— BEGIN Exercise data —

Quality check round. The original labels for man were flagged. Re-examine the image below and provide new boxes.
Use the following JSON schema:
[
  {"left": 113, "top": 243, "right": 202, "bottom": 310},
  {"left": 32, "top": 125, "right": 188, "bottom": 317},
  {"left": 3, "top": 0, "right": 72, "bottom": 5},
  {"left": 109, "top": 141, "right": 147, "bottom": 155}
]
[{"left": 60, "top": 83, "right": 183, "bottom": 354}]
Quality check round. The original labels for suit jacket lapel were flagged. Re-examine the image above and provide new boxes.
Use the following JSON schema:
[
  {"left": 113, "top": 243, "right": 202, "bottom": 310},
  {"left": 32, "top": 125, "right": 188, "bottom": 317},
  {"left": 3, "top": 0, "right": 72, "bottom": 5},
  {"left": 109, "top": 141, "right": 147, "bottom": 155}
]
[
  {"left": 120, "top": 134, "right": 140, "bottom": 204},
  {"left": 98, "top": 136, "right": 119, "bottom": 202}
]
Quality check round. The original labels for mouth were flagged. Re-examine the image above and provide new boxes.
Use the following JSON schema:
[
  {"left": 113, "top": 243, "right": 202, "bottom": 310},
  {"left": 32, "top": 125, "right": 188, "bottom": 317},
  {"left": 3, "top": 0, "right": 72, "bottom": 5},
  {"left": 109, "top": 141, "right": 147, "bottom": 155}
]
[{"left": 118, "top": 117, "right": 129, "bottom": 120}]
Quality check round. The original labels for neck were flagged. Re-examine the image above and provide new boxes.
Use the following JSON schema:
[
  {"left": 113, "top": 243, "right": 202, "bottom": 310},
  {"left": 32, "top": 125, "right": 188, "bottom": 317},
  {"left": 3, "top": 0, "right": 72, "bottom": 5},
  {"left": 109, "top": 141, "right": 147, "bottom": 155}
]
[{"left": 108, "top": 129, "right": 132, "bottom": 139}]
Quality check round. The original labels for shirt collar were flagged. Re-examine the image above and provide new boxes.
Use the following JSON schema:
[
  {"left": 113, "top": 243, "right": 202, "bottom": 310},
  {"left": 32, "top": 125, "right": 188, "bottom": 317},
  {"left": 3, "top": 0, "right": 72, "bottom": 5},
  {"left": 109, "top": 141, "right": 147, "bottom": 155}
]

— END Exercise data —

> Task: Write out the records again, word for word, starting at the line with "Quality check round. The original labels for mouth" and continuing through the end of the records, with both of those lines included.

> In response:
Quality check round. The original labels for mouth were flagged. Re-examine the image above and provide new boxes.
Use the following JSON schema:
[
  {"left": 113, "top": 243, "right": 202, "bottom": 310},
  {"left": 32, "top": 125, "right": 188, "bottom": 317},
  {"left": 3, "top": 0, "right": 72, "bottom": 5},
  {"left": 109, "top": 141, "right": 147, "bottom": 155}
]
[{"left": 118, "top": 117, "right": 129, "bottom": 120}]
Quality check round. The original labels for neck were flagged. Re-examine the image above and provide new boxes.
Use the following JSON schema:
[
  {"left": 113, "top": 243, "right": 202, "bottom": 310},
  {"left": 32, "top": 125, "right": 188, "bottom": 317},
  {"left": 3, "top": 0, "right": 72, "bottom": 5},
  {"left": 109, "top": 141, "right": 147, "bottom": 155}
]
[{"left": 108, "top": 129, "right": 132, "bottom": 139}]
Quality check round. The original labels for shirt collar were flagged. Re-examine the image above and provide new boxes.
Use the following JSON schema:
[
  {"left": 113, "top": 243, "right": 202, "bottom": 310},
  {"left": 32, "top": 125, "right": 188, "bottom": 317},
  {"left": 3, "top": 0, "right": 72, "bottom": 5},
  {"left": 109, "top": 141, "right": 147, "bottom": 155}
]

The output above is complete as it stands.